- **WORK TO COMPLETE**
Pick every line from the data that holds the word "river".

- **PROVIDED MATERIAL**
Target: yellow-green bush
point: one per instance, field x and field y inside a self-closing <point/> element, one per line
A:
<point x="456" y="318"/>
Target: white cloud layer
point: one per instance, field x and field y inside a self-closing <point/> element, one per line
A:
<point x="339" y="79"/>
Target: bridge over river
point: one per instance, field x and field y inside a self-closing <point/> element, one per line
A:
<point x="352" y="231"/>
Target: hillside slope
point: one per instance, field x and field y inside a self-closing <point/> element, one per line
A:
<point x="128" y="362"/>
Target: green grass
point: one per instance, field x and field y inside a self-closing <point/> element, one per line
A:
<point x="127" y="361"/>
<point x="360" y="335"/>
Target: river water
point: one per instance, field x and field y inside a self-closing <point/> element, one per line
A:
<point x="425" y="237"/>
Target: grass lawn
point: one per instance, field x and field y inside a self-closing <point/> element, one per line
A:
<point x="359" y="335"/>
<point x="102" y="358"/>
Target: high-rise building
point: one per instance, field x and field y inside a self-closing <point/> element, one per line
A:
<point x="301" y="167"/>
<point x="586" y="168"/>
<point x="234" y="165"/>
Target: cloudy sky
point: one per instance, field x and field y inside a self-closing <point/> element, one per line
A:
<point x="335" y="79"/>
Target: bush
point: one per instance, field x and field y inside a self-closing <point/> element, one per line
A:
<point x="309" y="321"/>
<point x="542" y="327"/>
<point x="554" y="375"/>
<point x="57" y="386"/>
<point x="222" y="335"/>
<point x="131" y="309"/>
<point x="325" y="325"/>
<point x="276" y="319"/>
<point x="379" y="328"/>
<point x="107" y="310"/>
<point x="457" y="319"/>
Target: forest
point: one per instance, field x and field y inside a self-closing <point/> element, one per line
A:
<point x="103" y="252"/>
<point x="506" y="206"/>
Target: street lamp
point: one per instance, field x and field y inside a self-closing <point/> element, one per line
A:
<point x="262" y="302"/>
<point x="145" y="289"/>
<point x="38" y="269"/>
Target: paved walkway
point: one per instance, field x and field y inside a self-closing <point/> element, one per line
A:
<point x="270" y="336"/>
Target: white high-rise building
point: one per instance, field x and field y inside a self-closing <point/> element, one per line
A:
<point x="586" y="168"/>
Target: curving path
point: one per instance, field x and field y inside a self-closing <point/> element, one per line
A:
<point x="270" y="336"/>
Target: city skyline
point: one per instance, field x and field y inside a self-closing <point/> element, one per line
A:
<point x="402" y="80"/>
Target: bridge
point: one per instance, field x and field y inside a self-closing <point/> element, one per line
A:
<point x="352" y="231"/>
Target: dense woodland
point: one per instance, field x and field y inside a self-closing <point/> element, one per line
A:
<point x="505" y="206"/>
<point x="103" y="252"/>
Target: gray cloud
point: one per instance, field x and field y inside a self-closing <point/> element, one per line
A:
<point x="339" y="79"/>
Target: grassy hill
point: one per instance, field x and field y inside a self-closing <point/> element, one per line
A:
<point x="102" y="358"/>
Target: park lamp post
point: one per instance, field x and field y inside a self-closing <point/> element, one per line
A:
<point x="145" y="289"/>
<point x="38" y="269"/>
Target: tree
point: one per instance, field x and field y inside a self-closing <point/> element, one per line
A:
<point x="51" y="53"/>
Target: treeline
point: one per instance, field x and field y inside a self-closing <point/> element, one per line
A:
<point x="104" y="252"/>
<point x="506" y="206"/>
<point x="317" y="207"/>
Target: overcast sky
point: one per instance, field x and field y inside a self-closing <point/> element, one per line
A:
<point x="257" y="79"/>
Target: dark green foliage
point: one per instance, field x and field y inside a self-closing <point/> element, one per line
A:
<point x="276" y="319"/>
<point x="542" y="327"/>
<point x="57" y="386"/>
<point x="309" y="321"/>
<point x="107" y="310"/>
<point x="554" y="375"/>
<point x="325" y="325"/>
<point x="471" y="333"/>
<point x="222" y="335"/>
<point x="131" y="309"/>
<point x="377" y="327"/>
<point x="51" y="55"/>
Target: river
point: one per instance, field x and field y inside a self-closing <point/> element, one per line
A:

- **TASK OUTPUT**
Target: bridge over river
Target: river water
Target: river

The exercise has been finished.